● INSTRUCTION
Collect every line in the entries below that contains the word "Draw".

##############################

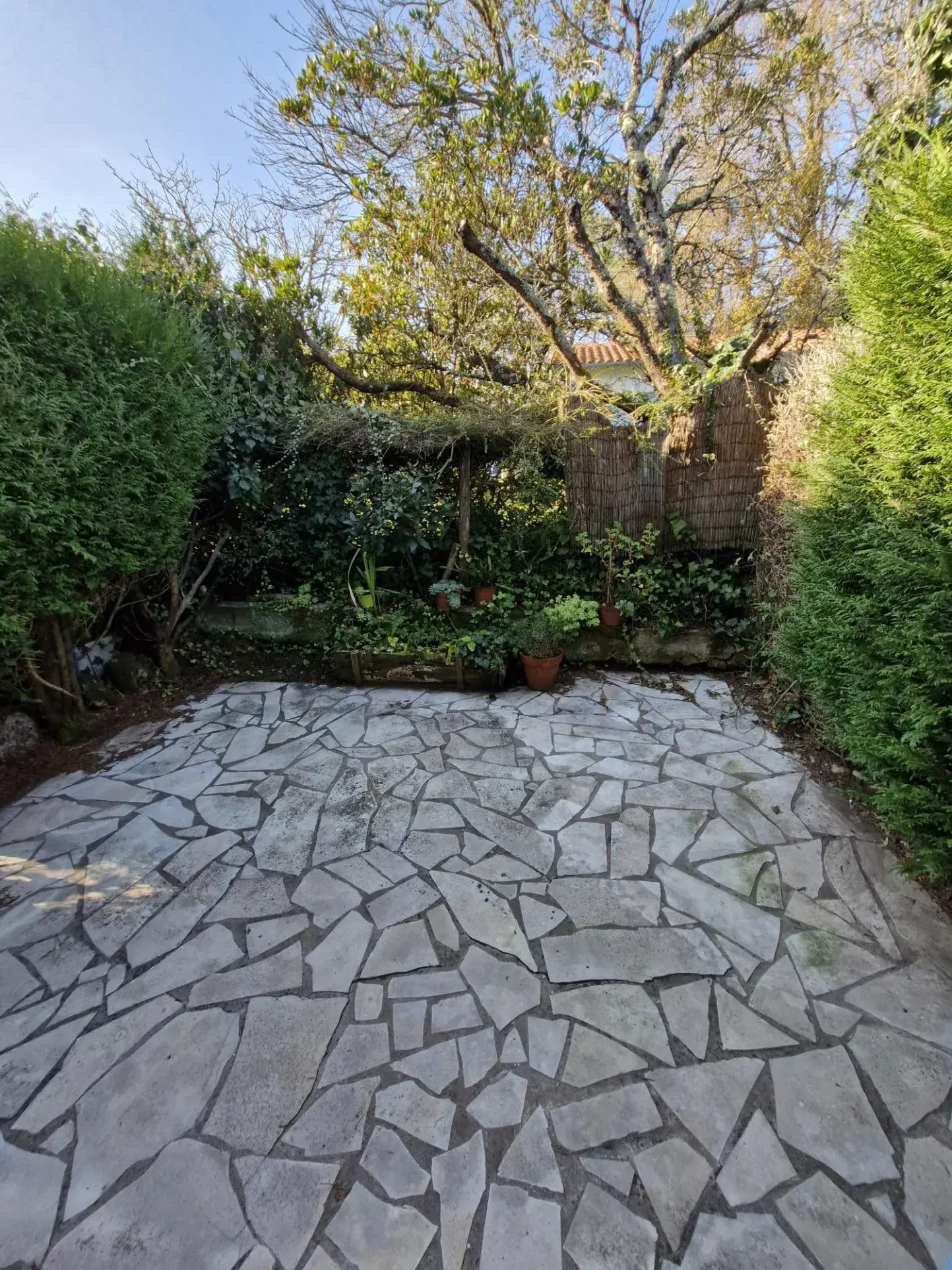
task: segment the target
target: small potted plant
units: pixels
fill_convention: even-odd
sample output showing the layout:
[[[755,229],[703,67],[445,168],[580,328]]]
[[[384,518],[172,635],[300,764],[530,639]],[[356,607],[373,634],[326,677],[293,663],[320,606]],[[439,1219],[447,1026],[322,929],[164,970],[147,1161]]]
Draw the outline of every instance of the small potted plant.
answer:
[[[598,556],[604,565],[604,584],[602,594],[604,599],[598,606],[598,618],[603,626],[621,626],[622,611],[616,605],[614,582],[619,569],[625,569],[635,552],[636,542],[622,531],[618,521],[609,525],[600,538],[590,538],[588,533],[579,533],[575,538],[579,547],[586,555]]]
[[[548,692],[562,663],[562,648],[581,626],[598,625],[594,599],[569,596],[541,612],[529,613],[519,626],[519,660],[526,682],[537,692]]]
[[[493,582],[493,552],[486,551],[481,555],[467,551],[461,559],[461,565],[472,584],[476,606],[491,603],[496,594],[496,584]]]
[[[440,613],[448,613],[462,603],[465,587],[461,582],[434,582],[430,594]]]

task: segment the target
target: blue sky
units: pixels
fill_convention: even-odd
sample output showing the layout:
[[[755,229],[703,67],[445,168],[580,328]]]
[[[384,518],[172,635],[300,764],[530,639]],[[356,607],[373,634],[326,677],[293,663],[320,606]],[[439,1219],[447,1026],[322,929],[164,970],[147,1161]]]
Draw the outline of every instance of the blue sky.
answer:
[[[201,175],[258,169],[227,110],[251,95],[242,62],[282,76],[296,55],[272,14],[288,0],[0,0],[0,185],[34,213],[104,221],[124,206],[105,165],[133,170],[151,145]]]

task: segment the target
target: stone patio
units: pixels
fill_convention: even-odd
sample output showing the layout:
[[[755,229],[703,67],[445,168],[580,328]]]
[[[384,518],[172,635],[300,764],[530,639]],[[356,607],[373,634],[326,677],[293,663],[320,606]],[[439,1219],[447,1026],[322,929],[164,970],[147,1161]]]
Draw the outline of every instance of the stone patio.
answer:
[[[715,679],[237,683],[0,812],[0,1265],[944,1270],[952,928]]]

##############################

● ANSWER FOR THIS EXERCISE
Draw the outline of every instance of the small potted plant.
Draw the outline of every instance of the blue sky.
Draw the outline of every instance of the stone patio.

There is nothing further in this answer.